Directions for this task:
Rewrite all of the items below, replacing "locate all matching instances" with "mark every matching instance" and leaving everything else unchanged. Omit the pictures from your version.

Material supplied:
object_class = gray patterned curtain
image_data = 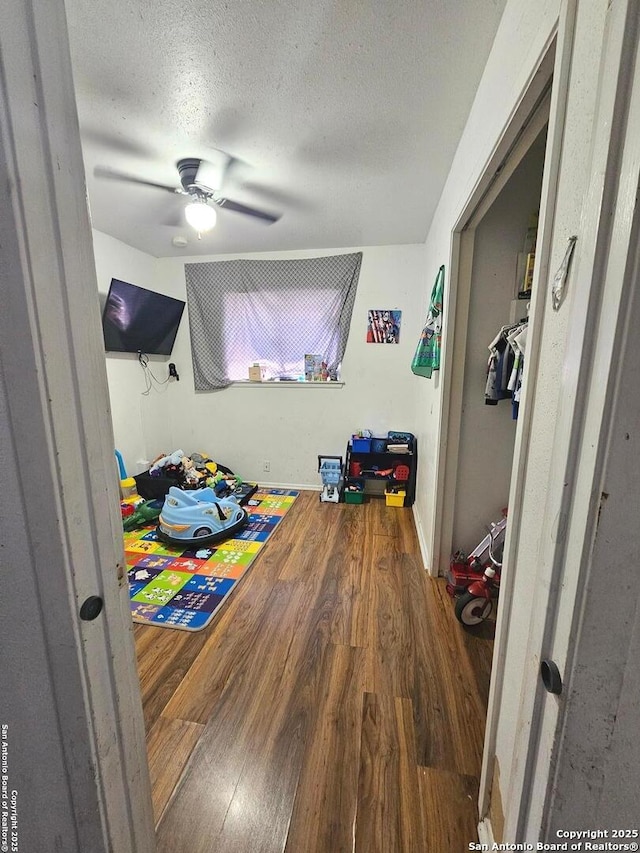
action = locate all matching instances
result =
[185,252,362,391]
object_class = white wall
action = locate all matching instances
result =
[95,240,430,488]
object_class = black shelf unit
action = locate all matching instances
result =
[344,437,418,506]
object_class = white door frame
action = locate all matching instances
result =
[433,0,577,818]
[0,0,155,853]
[504,0,640,841]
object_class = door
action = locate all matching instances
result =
[492,2,640,842]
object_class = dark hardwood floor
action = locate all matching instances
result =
[135,492,492,853]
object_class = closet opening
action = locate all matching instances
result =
[451,125,548,553]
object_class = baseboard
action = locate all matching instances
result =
[478,817,495,850]
[413,504,433,574]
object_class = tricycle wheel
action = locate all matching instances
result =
[456,592,493,626]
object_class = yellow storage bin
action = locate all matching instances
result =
[384,489,407,506]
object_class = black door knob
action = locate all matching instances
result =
[540,660,562,696]
[80,595,104,622]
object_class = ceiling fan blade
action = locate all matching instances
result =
[93,166,181,193]
[214,197,282,223]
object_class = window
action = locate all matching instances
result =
[185,252,362,391]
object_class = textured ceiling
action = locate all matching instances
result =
[66,0,505,257]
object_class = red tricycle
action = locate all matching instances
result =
[447,509,507,627]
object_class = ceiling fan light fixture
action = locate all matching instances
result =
[184,198,217,234]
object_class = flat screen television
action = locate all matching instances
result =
[102,278,185,355]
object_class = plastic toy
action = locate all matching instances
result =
[122,500,162,532]
[447,509,507,627]
[157,486,249,546]
[318,456,342,503]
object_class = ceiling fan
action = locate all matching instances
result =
[93,157,281,235]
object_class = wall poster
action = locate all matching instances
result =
[367,309,402,344]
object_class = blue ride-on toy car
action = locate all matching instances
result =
[156,486,249,546]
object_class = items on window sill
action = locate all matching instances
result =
[249,361,266,382]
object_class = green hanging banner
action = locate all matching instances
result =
[411,264,444,379]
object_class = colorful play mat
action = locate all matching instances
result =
[124,488,299,631]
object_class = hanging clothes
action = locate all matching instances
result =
[484,320,527,419]
[411,265,444,379]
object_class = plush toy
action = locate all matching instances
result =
[122,500,162,531]
[181,456,204,484]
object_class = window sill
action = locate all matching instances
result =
[229,379,345,388]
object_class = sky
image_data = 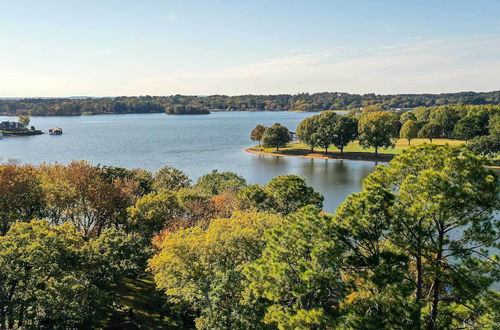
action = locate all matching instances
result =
[0,0,500,97]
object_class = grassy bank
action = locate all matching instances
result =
[250,139,465,161]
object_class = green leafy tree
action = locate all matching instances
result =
[399,111,417,125]
[330,186,413,329]
[153,166,191,191]
[195,170,247,195]
[0,163,46,235]
[467,135,500,158]
[18,115,31,128]
[237,184,273,211]
[312,111,338,153]
[332,115,358,153]
[418,122,442,143]
[262,123,292,151]
[150,213,280,329]
[429,106,462,138]
[266,174,323,214]
[296,115,318,152]
[358,112,396,155]
[365,145,500,329]
[128,189,184,239]
[250,125,267,147]
[399,119,419,145]
[453,116,482,142]
[245,207,343,329]
[488,113,500,139]
[0,221,103,329]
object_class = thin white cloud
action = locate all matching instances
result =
[140,38,500,95]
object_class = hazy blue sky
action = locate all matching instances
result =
[0,0,500,97]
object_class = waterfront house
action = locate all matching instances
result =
[0,121,25,131]
[49,127,62,135]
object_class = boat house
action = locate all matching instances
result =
[49,127,62,135]
[0,121,25,131]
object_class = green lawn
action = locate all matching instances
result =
[255,139,465,154]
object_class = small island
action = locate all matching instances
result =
[0,117,43,136]
[165,104,210,115]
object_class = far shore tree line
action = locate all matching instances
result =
[0,91,500,116]
[251,105,500,156]
[0,145,500,330]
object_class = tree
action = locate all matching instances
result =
[150,212,280,329]
[266,174,323,214]
[332,115,358,153]
[0,221,104,329]
[153,166,191,191]
[453,116,482,142]
[128,189,183,239]
[195,170,247,195]
[418,122,442,143]
[399,111,417,125]
[18,115,31,128]
[237,184,273,211]
[0,163,45,235]
[245,207,342,329]
[364,145,500,329]
[399,119,418,145]
[467,135,500,158]
[262,123,292,151]
[358,112,396,155]
[39,161,140,237]
[296,115,318,152]
[327,186,413,329]
[312,111,338,153]
[488,113,500,139]
[429,106,461,138]
[250,125,267,147]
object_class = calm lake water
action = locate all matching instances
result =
[0,112,375,212]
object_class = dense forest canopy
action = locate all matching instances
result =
[0,146,500,330]
[0,91,500,116]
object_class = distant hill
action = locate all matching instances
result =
[0,91,500,116]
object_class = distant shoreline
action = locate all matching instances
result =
[244,147,500,170]
[244,147,397,163]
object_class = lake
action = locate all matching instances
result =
[0,111,375,212]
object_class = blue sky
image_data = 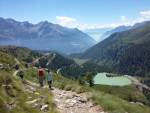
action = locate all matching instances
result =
[0,0,150,29]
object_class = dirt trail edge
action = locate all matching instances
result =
[13,71,107,113]
[52,88,107,113]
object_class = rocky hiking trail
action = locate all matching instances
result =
[13,71,107,113]
[52,88,106,113]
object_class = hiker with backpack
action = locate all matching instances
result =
[17,70,24,81]
[38,68,45,87]
[46,69,53,89]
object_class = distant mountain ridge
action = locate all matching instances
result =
[78,21,150,76]
[0,18,96,54]
[101,26,132,39]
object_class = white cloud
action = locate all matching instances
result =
[56,16,78,28]
[56,10,150,30]
[120,16,127,22]
[140,10,150,20]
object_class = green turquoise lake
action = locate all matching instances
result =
[94,73,132,86]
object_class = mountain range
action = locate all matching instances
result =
[0,18,96,54]
[78,21,150,76]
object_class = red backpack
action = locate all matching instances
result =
[39,69,44,76]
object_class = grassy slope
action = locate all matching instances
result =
[0,51,57,113]
[54,75,150,113]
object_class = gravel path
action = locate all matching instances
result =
[53,88,106,113]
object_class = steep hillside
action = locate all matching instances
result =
[81,22,150,76]
[0,46,42,62]
[0,18,95,54]
[101,26,132,39]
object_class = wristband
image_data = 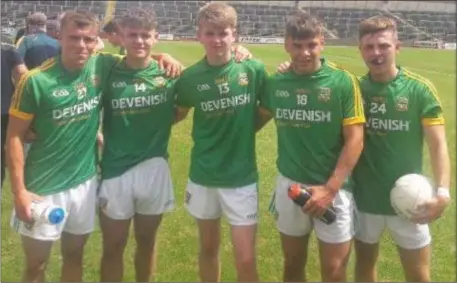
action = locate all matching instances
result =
[436,187,451,199]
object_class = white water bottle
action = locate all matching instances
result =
[31,202,65,225]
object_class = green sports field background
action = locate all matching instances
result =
[1,42,456,282]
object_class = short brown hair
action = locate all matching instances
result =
[27,12,47,26]
[60,11,100,30]
[359,16,397,39]
[197,2,238,28]
[119,8,157,30]
[286,9,324,39]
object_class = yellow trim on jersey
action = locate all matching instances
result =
[327,62,365,120]
[9,58,56,119]
[9,109,35,120]
[422,115,444,126]
[343,116,366,126]
[403,69,442,106]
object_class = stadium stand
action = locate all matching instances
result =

Output below:
object_class = gray patterned curtain
image_data = 
action = mark every matching instance
result =
[185,252,362,391]
object_class = white wall
action = mark every matching instance
result =
[95,240,430,488]
object_class = black shelf unit
action = mark every matching instance
result =
[344,437,418,506]
object_class = white door frame
action = mark every matching instance
result =
[433,0,577,818]
[0,0,155,853]
[504,0,640,841]
object_class = door
action = mark every matching instance
result =
[492,2,640,842]
object_class = dark hardwood floor
action = mark every matching instance
result =
[135,492,492,853]
object_class = closet opening
action = mark every matching instance
result =
[451,125,548,553]
object_class = baseboard
action = mark every matching instance
result =
[478,817,495,850]
[413,504,433,574]
object_class = tricycle wheel
action = mark every matching instance
result =
[456,592,493,626]
object_class = yellow storage bin
action = mark every matching instance
result =
[384,489,407,506]
object_class = black door knob
action = mark every matching instance
result =
[540,660,562,696]
[80,595,104,622]
object_class = ceiling fan blade
action = mark every matching instance
result =
[93,166,181,193]
[214,197,282,223]
object_class = window
action = mark every matching instance
result =
[185,252,362,391]
object_class = textured ceiling
action = mark every matching instance
result =
[66,0,505,257]
object_class = red tricycle
action = mark every matching instance
result =
[447,509,507,627]
object_class = ceiling fan light fixture
action = mark every matching instance
result =
[184,198,217,234]
object_class = flat screen television
action = mark every matching instance
result =
[102,278,185,355]
object_class = plastic toy
action = mark every matching instance
result =
[122,500,162,532]
[447,509,507,627]
[157,486,249,546]
[318,456,342,503]
object_class = ceiling fan
action = mark every matching instance
result =
[93,157,281,235]
object_class = wall poster
action = mark every matching instance
result =
[367,309,402,344]
object_class = blue ride-on toy car
action = mark every matching instance
result =
[156,486,249,546]
object_class = items on window sill
action = mark every matching instance
result =
[249,361,266,382]
object_class = green hanging banner
action = mark every matching instance
result =
[411,264,444,379]
object_class = colorful play mat
action = mark every matching instance
result =
[124,488,299,631]
object_class = hanging clothes
action = mark every matching instance
result =
[484,320,527,419]
[411,265,444,379]
object_class = plush toy
action = mark every matching instance
result =
[122,500,162,531]
[181,456,204,484]
object_class = window sill
action = mark every matching instance
result =
[229,379,345,388]
object_class = sky
image_data = 
action = mark every matching instance
result =
[0,0,500,97]
object_class = grassy bank
action = mark every matching instance
result =
[250,139,465,161]
object_class = green leafy tree
action = mark every matching instance
result =
[399,111,417,125]
[330,186,413,329]
[153,166,191,191]
[195,170,247,195]
[0,163,46,235]
[467,135,500,158]
[18,115,31,128]
[237,184,273,211]
[312,111,338,153]
[332,115,358,153]
[418,122,442,143]
[262,123,292,151]
[150,213,280,329]
[429,106,462,138]
[266,174,323,214]
[296,115,318,152]
[358,112,396,155]
[365,145,500,329]
[128,189,184,239]
[250,125,267,147]
[399,119,419,145]
[453,116,482,142]
[245,207,343,329]
[488,113,500,139]
[0,221,103,329]
object_class = thin white cloud
action = mark every matching instance
result =
[140,38,500,95]
object_class = hazy blue sky
action = mark every matching instance
result =
[0,0,500,97]
object_class = waterfront house
action = mark every matching instance
result =
[0,121,25,131]
[49,127,62,135]
object_class = boat house
action = mark every matching instance
result =
[49,127,62,135]
[0,121,25,131]
object_class = green lawn
action = mark every matching instance
result =
[255,139,465,154]
object_class = small island
action = mark every matching instance
result =
[0,117,43,136]
[165,104,210,115]
object_class = far shore tree line
action = mark every matching instance
result =
[0,91,500,116]
[251,105,500,156]
[0,145,500,330]
object_class = tree
action = mark every matching instance
result =
[150,212,280,329]
[266,174,323,214]
[332,115,358,153]
[0,221,104,329]
[153,166,191,191]
[453,116,482,142]
[128,189,183,239]
[195,170,247,195]
[418,122,442,143]
[399,111,417,125]
[18,115,31,128]
[237,184,273,211]
[0,163,45,235]
[245,207,342,329]
[364,145,500,329]
[399,119,418,145]
[467,135,500,158]
[262,123,292,151]
[358,112,396,155]
[39,161,140,237]
[296,115,318,152]
[327,186,413,329]
[312,111,338,153]
[488,113,500,139]
[429,106,461,138]
[250,125,267,147]
object_class = calm lake water
action = mark every matching instance
result =
[0,112,375,212]
object_class = dense forest canopy
action = mark every matching instance
result =
[0,146,500,330]
[0,91,500,116]
object_class = distant hill
action = mark every matching instance
result =
[0,91,500,116]
object_class = distant shoreline
action = mark every matching instance
result =
[244,147,500,170]
[244,147,397,163]
object_class = lake
action = mark every matching instance
result =
[0,111,375,212]
object_class = blue sky
image_data = 
action = mark every matching instance
result =
[0,0,150,29]
object_class = dirt trail edge
action = mark every matching instance
result =
[13,71,107,113]
[52,88,107,113]
object_class = rocky hiking trail
action = mark every matching instance
result =
[13,71,107,113]
[52,88,106,113]
object_class = hiker with backpack
action = mark every matching instance
result =
[17,70,24,81]
[38,68,45,87]
[46,69,53,89]
object_class = distant mountain ridge
action = mark every matching instance
result =
[78,21,150,76]
[0,18,96,54]
[101,26,132,39]
object_class = white cloud
action = mark every matching instance
result =
[56,16,78,28]
[56,10,150,30]
[120,16,127,22]
[140,10,150,20]
object_class = green turquoise lake
action = mark every matching instance
result =
[94,73,132,86]
object_class = mountain range
action = mark every matching instance
result =
[0,18,96,54]
[78,21,150,76]
object_class = red backpack
action = mark every matching instance
result =
[39,69,44,76]
object_class = grassy slope
action = mark every matching instance
result =
[0,51,57,113]
[54,75,150,113]
object_class = gravel path
action = mark every matching instance
result =
[53,88,106,113]
object_class = steep hillside
action = mark every matching instance
result =
[81,22,150,76]
[0,46,42,62]
[0,18,95,54]
[101,26,132,39]
object_class = wristband
image_data = 
action = mark every matching instance
result =
[436,187,451,199]
object_class = white water bottle
action = mark every matching instance
result =
[31,202,65,225]
object_class = green sports field background
action = mark every matching instance
result =
[1,42,456,282]
object_class = short brown hair
action = mark every matching instance
result =
[27,12,47,26]
[60,11,100,30]
[359,16,397,39]
[197,2,238,28]
[119,8,157,30]
[286,9,324,39]
object_class = yellow trim on jersey
action = mark every matching instance
result =
[327,62,365,120]
[9,58,56,119]
[9,109,35,120]
[422,115,444,126]
[343,116,366,126]
[403,69,442,106]
object_class = stadium stand
action = mark every matching instance
result =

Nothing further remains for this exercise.